Task item:
Copy the passage from the veterans budget testimony interview word for word, starting with "We'll give them" and going on through "even an issue?".

── Selected extract

Who Supports the Troops? - Part I
Veterans groups are preparing to present their budget requests to Congress on February 8, but for the first time ever, they'll be constraind by a three-minute time limit.
I recently spoke with Joe Violante, national legislative director of Disabled Americans Veterans, about the change.
Are any politicians actively trying to change the time limit?
Not on the Republican side. We've had limited contact with them. On the Democratic side Nancy Pelosi has been more accommodating. She was incensed when it came out, but she's in the minority and has no say.
How much time have you had to testify in the past and what will be the focus of your testimony?
Normally they provide us 10 minutes for oral remarks and usually that doesn't include the introduction. They're pretty lenient with the 10 minutes.
We'll give them a perspective on what's actually happening out there because we hear from our members about the problems they face on a day-to-day basis. It gives us an opportunity to present that information to members of Congress.
Why would there even be a limit during wartime? It seems like you should have all the time you need considering you work for a group that knows what's actually happening on the ground.
It just seems so different now. During past wars, Congress has been more liberal with veterans' benefits during times of war. Now we're seeing exact opposite. They're looking at ways to cut our programs and limit spending levels on veterans programs. It's an entirely different atmosphere.
Why is this happening? The Republicans can't say 'Support the Troops' enough and they're in charge. Why is this even an issue?
It's an effort to stem any criticism of the administration's budget proposal, as well as any criticism of what is happening. Disabled American Veterans doesn't have a position on the war. We look at building better lives for disabled veterans and their families. We try to make sure that their sacrifices and service are not forgotten when they come home. We've tried to emphasize that yes, it's important to support our troops, but it's also important when they come home to continue to support them.
What are you seeing from the troops coming home?

────
── Data extract

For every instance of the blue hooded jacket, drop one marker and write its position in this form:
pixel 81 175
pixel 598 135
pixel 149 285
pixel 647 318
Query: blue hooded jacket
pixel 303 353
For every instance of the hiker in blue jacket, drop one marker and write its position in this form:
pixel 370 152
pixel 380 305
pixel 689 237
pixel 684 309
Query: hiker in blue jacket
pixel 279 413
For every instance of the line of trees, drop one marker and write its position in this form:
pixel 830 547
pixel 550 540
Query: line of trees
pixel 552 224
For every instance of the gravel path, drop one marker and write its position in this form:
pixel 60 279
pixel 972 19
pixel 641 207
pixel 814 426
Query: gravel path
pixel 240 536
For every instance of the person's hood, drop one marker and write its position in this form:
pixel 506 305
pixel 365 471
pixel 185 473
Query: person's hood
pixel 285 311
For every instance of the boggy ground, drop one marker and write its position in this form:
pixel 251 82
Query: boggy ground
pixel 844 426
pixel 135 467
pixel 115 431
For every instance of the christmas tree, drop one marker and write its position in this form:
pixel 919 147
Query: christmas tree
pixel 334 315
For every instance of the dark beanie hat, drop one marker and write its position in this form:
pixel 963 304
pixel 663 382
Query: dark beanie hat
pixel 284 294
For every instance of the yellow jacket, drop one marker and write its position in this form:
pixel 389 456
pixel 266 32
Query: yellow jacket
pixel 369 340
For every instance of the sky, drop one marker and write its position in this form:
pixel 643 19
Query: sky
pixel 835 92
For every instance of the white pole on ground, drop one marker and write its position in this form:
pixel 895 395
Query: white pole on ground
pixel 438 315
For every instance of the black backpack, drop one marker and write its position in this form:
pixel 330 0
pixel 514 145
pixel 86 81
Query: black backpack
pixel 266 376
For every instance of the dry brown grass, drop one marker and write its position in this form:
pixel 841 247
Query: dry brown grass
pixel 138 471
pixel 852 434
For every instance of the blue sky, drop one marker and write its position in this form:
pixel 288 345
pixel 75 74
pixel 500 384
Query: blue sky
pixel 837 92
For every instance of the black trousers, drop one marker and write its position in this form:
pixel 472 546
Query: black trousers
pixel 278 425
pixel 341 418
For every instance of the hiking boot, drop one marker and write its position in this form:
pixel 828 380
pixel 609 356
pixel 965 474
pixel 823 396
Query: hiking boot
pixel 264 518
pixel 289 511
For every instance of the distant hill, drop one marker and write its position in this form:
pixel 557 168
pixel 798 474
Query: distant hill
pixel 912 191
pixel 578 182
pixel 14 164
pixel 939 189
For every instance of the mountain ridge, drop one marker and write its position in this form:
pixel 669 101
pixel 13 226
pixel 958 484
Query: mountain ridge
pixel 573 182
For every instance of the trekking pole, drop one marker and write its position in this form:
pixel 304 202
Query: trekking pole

────

Exercise answer:
We'll give them a perspective on what's actually happening out there because we hear from our members about the problems they face on a day-to-day basis. It gives us an opportunity to present that information to members of Congress.
Why would there even be a limit during wartime? It seems like you should have all the time you need considering you work for a group that knows what's actually happening on the ground.
It just seems so different now. During past wars, Congress has been more liberal with veterans' benefits during times of war. Now we're seeing exact opposite. They're looking at ways to cut our programs and limit spending levels on veterans programs. It's an entirely different atmosphere.
Why is this happening? The Republicans can't say 'Support the Troops' enough and they're in charge. Why is this even an issue?